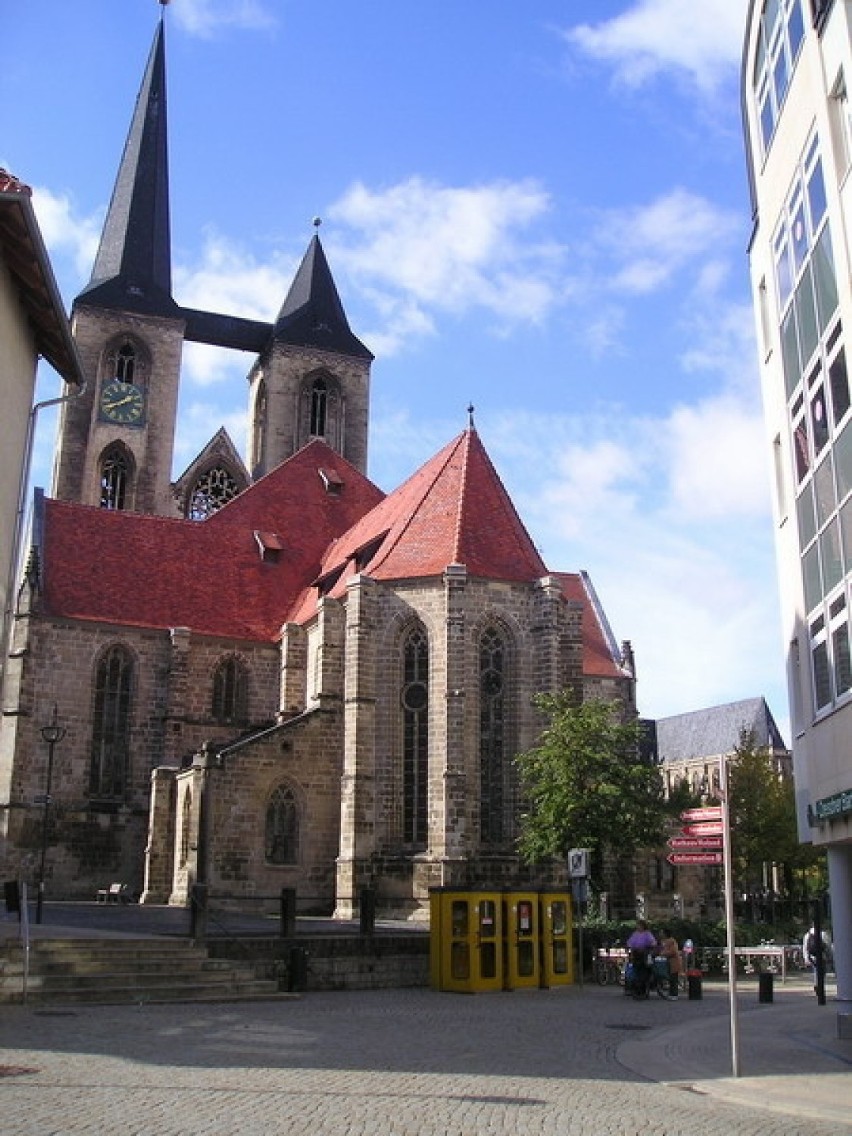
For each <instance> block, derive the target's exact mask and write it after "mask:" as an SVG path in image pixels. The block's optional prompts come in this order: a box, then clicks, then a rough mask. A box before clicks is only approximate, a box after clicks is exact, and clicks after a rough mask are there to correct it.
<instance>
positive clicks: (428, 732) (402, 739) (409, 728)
mask: <svg viewBox="0 0 852 1136" xmlns="http://www.w3.org/2000/svg"><path fill="white" fill-rule="evenodd" d="M401 703H402V838H403V841H406V843H407V844H416V845H419V846H421V847H425V846H426V842H427V838H428V775H429V644H428V640H427V637H426V632H425V630H424V629H423V628H421V627H417V628H415V629H414V630H411V632H409V633H408V635H407V636H406V640H404V643H403V648H402V692H401Z"/></svg>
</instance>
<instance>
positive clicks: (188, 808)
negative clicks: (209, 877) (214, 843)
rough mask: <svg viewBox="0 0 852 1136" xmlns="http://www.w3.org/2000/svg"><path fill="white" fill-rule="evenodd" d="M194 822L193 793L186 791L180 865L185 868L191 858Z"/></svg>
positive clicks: (183, 800) (184, 796) (183, 802)
mask: <svg viewBox="0 0 852 1136" xmlns="http://www.w3.org/2000/svg"><path fill="white" fill-rule="evenodd" d="M191 824H192V793H189V792H187V793H186V794H185V795H184V799H183V808H182V810H181V861H179V867H181V868H185V867H186V861H187V860H189V858H190V826H191Z"/></svg>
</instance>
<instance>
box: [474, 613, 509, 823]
mask: <svg viewBox="0 0 852 1136" xmlns="http://www.w3.org/2000/svg"><path fill="white" fill-rule="evenodd" d="M504 751H506V643H504V640H503V637H502V635H500V633H499V632H498V630H496V629H495V628H488V629H487V630H486V632H485V633H484V634H483V636H482V638H481V640H479V796H481V810H482V813H481V838H482V842H483V844H499V843H500V842H501V841H502V840H504V836H506V819H504V796H506V793H504V785H503V778H504V774H506V770H504V765H506V752H504Z"/></svg>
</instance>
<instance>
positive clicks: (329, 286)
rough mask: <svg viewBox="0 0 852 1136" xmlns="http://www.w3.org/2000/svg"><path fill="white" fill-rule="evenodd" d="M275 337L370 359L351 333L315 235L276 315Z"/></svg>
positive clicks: (356, 340)
mask: <svg viewBox="0 0 852 1136" xmlns="http://www.w3.org/2000/svg"><path fill="white" fill-rule="evenodd" d="M274 336H275V339H276V340H277V341H278V342H281V343H292V344H294V345H295V346H314V348H321V349H323V350H324V351H336V352H337V353H339V354H350V356H356V357H358V358H361V359H373V354H371V352H370V351H368V350H367V348H366V346H365V345H364V343H361V341H360V340H359V339H358V337H357V336H356V335H354V334H353V333H352V329H351V328H350V326H349V320H348V319H346V315H345V312H344V310H343V304H342V303H341V299H340V295H339V293H337V289H336V286H335V283H334V279H333V277H332V270H331V268H329V267H328V261H327V260H326V256H325V252H324V251H323V245H321V244H320V243H319V237H318V236H316V235H315V236H314V237H312V239H311V242H310V244H309V245H308V251H307V252H306V253H304V257H303V258H302V262H301V265H300V266H299V269H298V272H296V274H295V277H294V279H293V283H292V285H291V287H290V292H289V293H287V296H286V299H285V300H284V303H283V304H282V308H281V311H279V312H278V317H277V319H276V320H275V329H274Z"/></svg>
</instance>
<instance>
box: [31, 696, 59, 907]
mask: <svg viewBox="0 0 852 1136" xmlns="http://www.w3.org/2000/svg"><path fill="white" fill-rule="evenodd" d="M65 734H66V729H65V726H60V725H58V722H57V707H56V703H53V717H52V719H51V721H50V725H48V726H42V728H41V736H42V738H43V740H44V741H45V742H47V743H48V777H47V783H45V785H44V795H43V799H42V807H43V811H42V821H41V862H40V864H39V891H37V894H36V900H35V921H36V922H37V924H40V922H41V916H42V909H43V907H44V861H45V859H47V855H48V827H49V825H48V821H49V817H50V786H51V782H52V780H53V750H55V749H56V746H57V744H58V743H59V742H61V740H62V738H64V737H65Z"/></svg>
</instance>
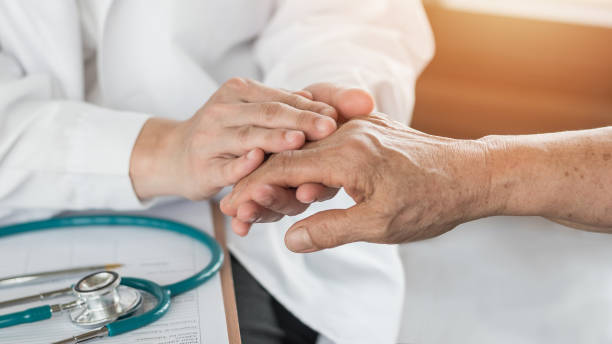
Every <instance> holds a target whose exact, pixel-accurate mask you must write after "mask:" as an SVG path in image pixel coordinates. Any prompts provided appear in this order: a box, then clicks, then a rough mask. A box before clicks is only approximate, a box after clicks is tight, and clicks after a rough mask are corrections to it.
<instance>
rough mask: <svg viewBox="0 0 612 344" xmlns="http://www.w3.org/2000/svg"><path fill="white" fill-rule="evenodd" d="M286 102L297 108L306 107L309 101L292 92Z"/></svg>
mask: <svg viewBox="0 0 612 344" xmlns="http://www.w3.org/2000/svg"><path fill="white" fill-rule="evenodd" d="M285 103H286V104H288V105H290V106H293V107H296V108H305V107H306V106H307V105H308V103H309V101H308V100H307V99H306V98H304V97H302V96H298V95H296V94H290V95H288V96H287V97H286V98H285Z"/></svg>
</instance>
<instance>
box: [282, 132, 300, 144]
mask: <svg viewBox="0 0 612 344" xmlns="http://www.w3.org/2000/svg"><path fill="white" fill-rule="evenodd" d="M301 136H302V134H301V133H300V132H299V131H286V132H285V141H287V142H296V141H298V140H299V139H300V137H301Z"/></svg>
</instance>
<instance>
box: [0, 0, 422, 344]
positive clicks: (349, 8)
mask: <svg viewBox="0 0 612 344" xmlns="http://www.w3.org/2000/svg"><path fill="white" fill-rule="evenodd" d="M432 53H433V40H432V37H431V32H430V31H429V27H428V24H427V20H426V17H425V15H424V12H423V9H422V7H421V4H420V2H419V1H417V0H388V1H382V0H369V1H365V0H363V1H349V0H345V1H332V0H320V1H314V0H309V1H301V0H295V1H272V0H268V1H264V0H258V1H253V0H210V1H204V0H201V1H196V0H185V1H173V0H166V1H163V0H160V1H150V0H149V1H144V0H143V1H112V0H102V1H100V0H85V1H79V2H75V1H23V0H19V1H18V0H15V1H8V0H7V1H2V2H0V222H1V223H9V222H16V221H24V220H33V219H38V218H45V217H49V216H52V215H54V214H56V213H58V212H61V211H64V210H87V209H114V210H137V209H142V208H143V207H146V205H144V204H142V203H141V202H140V201H139V200H138V198H137V197H136V196H135V194H134V192H133V189H132V186H131V183H130V179H129V175H128V167H129V158H130V153H131V149H132V146H133V144H134V141H135V140H136V137H137V135H138V133H139V131H140V129H141V127H142V125H143V123H144V122H145V121H146V119H147V118H149V116H165V117H169V118H174V119H186V118H188V117H190V116H191V115H192V114H193V113H194V112H195V111H196V110H197V109H198V108H199V107H200V106H201V105H202V104H203V103H204V102H205V101H206V100H207V99H208V97H209V96H210V95H211V94H212V93H213V92H214V91H215V90H216V89H217V87H218V86H219V85H220V83H221V82H223V81H224V80H226V79H228V78H230V77H232V76H242V77H251V78H255V79H259V80H263V81H264V82H265V83H266V84H269V85H272V86H277V87H284V88H288V89H301V88H302V87H304V86H307V85H309V84H311V83H314V82H321V81H332V82H340V83H345V84H349V85H355V86H362V87H365V88H367V89H369V90H370V91H371V92H372V93H373V94H374V95H375V98H376V101H377V106H378V109H379V110H381V111H383V112H386V113H388V114H390V115H391V116H393V117H395V118H396V119H399V120H401V121H402V122H404V123H406V122H407V121H408V120H409V118H410V114H411V110H412V105H413V93H414V83H415V80H416V77H417V75H418V74H419V72H420V71H421V69H422V68H423V66H424V65H425V64H426V62H427V61H428V59H429V58H430V57H431V55H432ZM349 204H350V200H349V199H348V198H347V197H346V195H340V196H339V197H338V198H337V199H335V200H332V201H331V203H327V204H326V205H317V206H316V207H317V208H321V207H324V206H327V207H329V206H334V207H339V206H341V207H346V206H348V205H349ZM291 221H295V219H286V220H284V221H282V222H279V223H276V224H267V225H257V226H255V228H254V230H253V231H252V233H251V234H250V235H249V236H248V237H247V238H244V239H239V238H236V237H234V236H232V235H231V234H230V239H229V241H230V243H229V245H230V249H231V250H232V252H233V254H234V255H236V256H237V257H238V259H240V261H241V262H242V264H243V265H244V266H245V267H246V268H247V269H248V270H249V271H250V272H251V273H252V274H253V275H254V276H255V277H256V278H257V279H258V280H259V281H260V283H262V284H263V285H264V286H265V287H266V288H267V289H268V290H269V291H270V293H271V294H273V295H274V296H275V297H276V298H277V299H278V300H279V301H280V302H281V303H283V304H284V305H285V307H287V308H288V309H289V310H290V311H292V312H293V313H294V314H295V315H296V316H297V317H298V318H300V319H301V320H302V321H304V322H305V323H306V324H308V325H310V326H311V327H313V328H314V329H315V330H317V331H320V332H321V333H322V334H323V335H324V336H325V337H327V338H329V339H331V340H333V341H335V342H338V343H392V342H394V340H395V338H396V334H397V331H398V326H399V317H400V312H401V305H402V297H403V274H402V270H401V267H400V262H399V259H398V256H397V251H396V249H395V248H394V247H389V246H374V245H367V244H353V245H348V246H345V247H342V248H338V249H334V250H329V251H325V252H320V253H316V254H309V255H297V254H292V253H290V252H289V251H288V250H287V249H286V248H285V247H284V244H283V240H282V237H283V234H284V231H285V230H286V228H287V227H288V225H289V223H290V222H291ZM0 256H1V253H0Z"/></svg>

+++

_Instructions to follow:_ The required result is the entries above, printed exactly from the first line through the line with "822L193 793L186 791L180", pictures excluded.

_Response area:_
For each <instance> block, derive the target's exact mask and write it after "mask:" as an SVG path in image pixels. The block's optional prompts come in this order: a box, then clicks, then a rough mask. A box before clicks is only approximate, a box after clicks is exact, and clicks after a rough mask are there to correct it.
<instance>
positive clicks: (428, 732) (402, 739) (409, 728)
mask: <svg viewBox="0 0 852 1136" xmlns="http://www.w3.org/2000/svg"><path fill="white" fill-rule="evenodd" d="M401 703H402V838H403V841H406V843H407V844H416V845H419V846H421V847H425V846H426V842H427V838H428V775H429V644H428V640H427V637H426V632H425V630H424V629H423V628H421V627H417V628H415V629H414V630H411V632H409V633H408V635H407V636H406V640H404V643H403V648H402V692H401Z"/></svg>
</instance>
<instance>
positive clicks: (188, 808)
negative clicks: (209, 877) (214, 843)
rough mask: <svg viewBox="0 0 852 1136" xmlns="http://www.w3.org/2000/svg"><path fill="white" fill-rule="evenodd" d="M194 822L193 793L186 791L180 865L185 868L191 858Z"/></svg>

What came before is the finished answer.